**** Texte de la page ****

Boccace De mulieribus claris Traduction Laurent de Premierfait Illustrations Robinet Testard Français 599, fol. 33, Métabus fuyant avec Camille BNF
Il s’agit du trente-septième portrait de la galerie des cent-six Cleres et nobles femmes de Boccace, qui aborde ici le mythe de l’enfance de Camille, reine des Volsques. Le personnage est une création littéraire de Virgile, dans l’Enéide (. Au ciel, Diane raconte à Opis, une de ses nymphes, l’histoire de Camille, particulièrement chère à son coeur. Élevée dans les bois, elle mena la vie d’une vierge chasseresse, jusqu’au jour où elle s’engagea dans la guerre contre les Troyens. Son destin ayant été d’y périr, Diane charge Opis de la venger, s’engageant elle-même à protéger et honorer son cadavre.
L’excellent article de Gérard Capdeville permet de reconstituer le récit de son histoire telle qu’elle ressort des vers épars de l’Enéide[i];
« Parmi les personnages secondaires de l’Enéide, Camille est l’une des figures les plus fortes et les plus attachantes, bien qu’elle combatte dans le camp opposé à celui d’Enée, en tant que reine des Volsques et alliée de Turnus. En effet, c’est une femme guerrière, la seule dans tout le poème : les autres reines – à commencer par Didon — n’ont qu’un rôle «politique», alors que Camille n’exerce ici sa souveraineté que comme chef militaire.

**** Relevé des données ****

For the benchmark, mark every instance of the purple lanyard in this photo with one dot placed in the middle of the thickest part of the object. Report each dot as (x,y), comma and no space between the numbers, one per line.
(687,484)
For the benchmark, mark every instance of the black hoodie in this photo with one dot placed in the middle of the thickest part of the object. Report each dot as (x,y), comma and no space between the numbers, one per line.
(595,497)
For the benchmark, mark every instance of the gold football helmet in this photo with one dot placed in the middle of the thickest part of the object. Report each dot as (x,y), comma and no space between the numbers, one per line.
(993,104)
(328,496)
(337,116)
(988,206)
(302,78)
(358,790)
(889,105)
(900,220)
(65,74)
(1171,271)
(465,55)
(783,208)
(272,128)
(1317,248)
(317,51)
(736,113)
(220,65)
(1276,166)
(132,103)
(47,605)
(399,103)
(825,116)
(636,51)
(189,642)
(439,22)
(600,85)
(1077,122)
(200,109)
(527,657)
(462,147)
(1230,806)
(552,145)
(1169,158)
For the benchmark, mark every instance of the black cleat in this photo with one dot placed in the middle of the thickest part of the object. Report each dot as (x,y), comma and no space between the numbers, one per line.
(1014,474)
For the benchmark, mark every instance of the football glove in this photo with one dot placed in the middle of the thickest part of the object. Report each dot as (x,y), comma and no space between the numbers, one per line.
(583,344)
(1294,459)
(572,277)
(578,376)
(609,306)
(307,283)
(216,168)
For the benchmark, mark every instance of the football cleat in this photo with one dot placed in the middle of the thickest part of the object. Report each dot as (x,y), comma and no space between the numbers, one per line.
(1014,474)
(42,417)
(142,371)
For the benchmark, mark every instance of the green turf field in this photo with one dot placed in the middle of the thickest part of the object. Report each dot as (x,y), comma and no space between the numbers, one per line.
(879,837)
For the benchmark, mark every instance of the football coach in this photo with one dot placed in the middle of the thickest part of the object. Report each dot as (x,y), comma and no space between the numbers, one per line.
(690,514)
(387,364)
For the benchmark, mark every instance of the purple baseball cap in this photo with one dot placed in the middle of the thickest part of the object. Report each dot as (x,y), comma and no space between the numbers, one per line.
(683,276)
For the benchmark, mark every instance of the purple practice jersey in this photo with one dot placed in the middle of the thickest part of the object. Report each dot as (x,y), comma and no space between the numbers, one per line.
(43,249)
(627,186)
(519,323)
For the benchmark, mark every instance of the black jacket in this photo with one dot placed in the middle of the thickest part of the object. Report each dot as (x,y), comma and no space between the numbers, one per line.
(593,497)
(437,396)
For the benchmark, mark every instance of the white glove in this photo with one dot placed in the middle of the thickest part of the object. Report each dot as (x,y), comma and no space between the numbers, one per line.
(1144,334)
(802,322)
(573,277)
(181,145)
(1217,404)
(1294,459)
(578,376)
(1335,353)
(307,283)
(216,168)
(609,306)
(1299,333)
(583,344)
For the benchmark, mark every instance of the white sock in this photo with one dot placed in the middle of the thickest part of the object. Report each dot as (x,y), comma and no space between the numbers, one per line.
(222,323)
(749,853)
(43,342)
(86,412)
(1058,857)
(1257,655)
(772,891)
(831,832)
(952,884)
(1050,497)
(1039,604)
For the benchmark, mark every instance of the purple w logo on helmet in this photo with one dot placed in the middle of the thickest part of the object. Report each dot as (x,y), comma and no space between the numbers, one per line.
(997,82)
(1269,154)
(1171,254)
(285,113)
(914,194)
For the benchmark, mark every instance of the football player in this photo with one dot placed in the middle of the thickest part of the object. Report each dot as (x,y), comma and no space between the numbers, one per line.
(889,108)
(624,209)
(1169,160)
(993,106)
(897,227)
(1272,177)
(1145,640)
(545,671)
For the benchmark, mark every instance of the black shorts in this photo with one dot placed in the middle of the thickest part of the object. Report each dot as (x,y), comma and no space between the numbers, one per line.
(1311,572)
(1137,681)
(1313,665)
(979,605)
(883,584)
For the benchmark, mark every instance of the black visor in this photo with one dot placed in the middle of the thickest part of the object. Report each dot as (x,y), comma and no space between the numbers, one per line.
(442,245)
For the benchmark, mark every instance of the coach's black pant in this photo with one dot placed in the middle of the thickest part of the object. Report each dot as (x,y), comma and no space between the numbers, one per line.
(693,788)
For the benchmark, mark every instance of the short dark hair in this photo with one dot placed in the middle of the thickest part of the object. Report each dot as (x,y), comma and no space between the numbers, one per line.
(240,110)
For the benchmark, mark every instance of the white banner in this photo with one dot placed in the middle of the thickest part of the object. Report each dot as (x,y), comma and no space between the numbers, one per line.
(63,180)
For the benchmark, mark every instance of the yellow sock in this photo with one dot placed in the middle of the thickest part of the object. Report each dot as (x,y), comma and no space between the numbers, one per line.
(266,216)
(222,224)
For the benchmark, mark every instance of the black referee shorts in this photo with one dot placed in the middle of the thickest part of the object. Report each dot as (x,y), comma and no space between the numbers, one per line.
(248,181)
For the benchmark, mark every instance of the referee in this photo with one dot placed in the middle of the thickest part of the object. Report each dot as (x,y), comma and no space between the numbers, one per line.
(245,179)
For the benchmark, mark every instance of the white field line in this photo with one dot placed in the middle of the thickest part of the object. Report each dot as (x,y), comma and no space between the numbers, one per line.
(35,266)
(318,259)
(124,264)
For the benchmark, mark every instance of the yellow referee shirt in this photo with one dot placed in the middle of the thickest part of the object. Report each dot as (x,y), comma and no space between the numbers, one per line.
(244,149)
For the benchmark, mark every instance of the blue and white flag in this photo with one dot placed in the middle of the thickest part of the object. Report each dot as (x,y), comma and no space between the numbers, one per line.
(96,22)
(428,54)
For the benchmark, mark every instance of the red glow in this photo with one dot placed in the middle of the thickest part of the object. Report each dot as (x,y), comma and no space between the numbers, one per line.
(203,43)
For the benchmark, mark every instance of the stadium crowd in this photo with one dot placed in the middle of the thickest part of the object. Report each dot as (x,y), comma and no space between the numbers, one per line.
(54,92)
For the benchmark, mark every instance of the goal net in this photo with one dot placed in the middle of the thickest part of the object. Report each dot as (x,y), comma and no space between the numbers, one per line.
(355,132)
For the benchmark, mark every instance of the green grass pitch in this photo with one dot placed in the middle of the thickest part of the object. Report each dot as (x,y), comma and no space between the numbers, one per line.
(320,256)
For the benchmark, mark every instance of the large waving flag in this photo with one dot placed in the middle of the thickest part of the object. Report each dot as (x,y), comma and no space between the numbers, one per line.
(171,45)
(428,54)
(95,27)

****

Consigne 1 =
En vous appuyant sur le texte de la page, expliquez en quoi Camille se distingue des autres reines de l'Énéide.
Consigne 2 =
Substituez « Aréthuse » à « Opis » dans le texte de la page, puis recopiez tout ce qui va de « Boccace De mulieribus » jusqu'à « honorer son cadavre. ».

Réponse rédigée 1 =
Camille est une femme guerrière, la seule de tout le poème. Les autres reines, à commencer par Didon, n'ont qu'un rôle « politique », alors que Camille n'exerce sa souveraineté que comme chef militaire.

Réponse rédigée 2 =
Boccace De mulieribus claris Traduction Laurent de Premierfait Illustrations Robinet Testard Français 599, fol. 33, Métabus fuyant avec Camille BNF
Il s’agit du trente-septième portrait de la galerie des cent-six Cleres et nobles femmes de Boccace, qui aborde ici le mythe de l’enfance de Camille, reine des Volsques. Le personnage est une création littéraire de Virgile, dans l’Enéide (. Au ciel, Diane raconte à Aréthuse, une de ses nymphes, l’histoire de Camille, particulièrement chère à son coeur. Élevée dans les bois, elle mena la vie d’une vierge chasseresse, jusqu’au jour où elle s’engagea dans la guerre contre les Troyens. Son destin ayant été d’y périr, Diane charge Aréthuse de la venger, s’engageant elle-même à protéger et honorer son cadavre.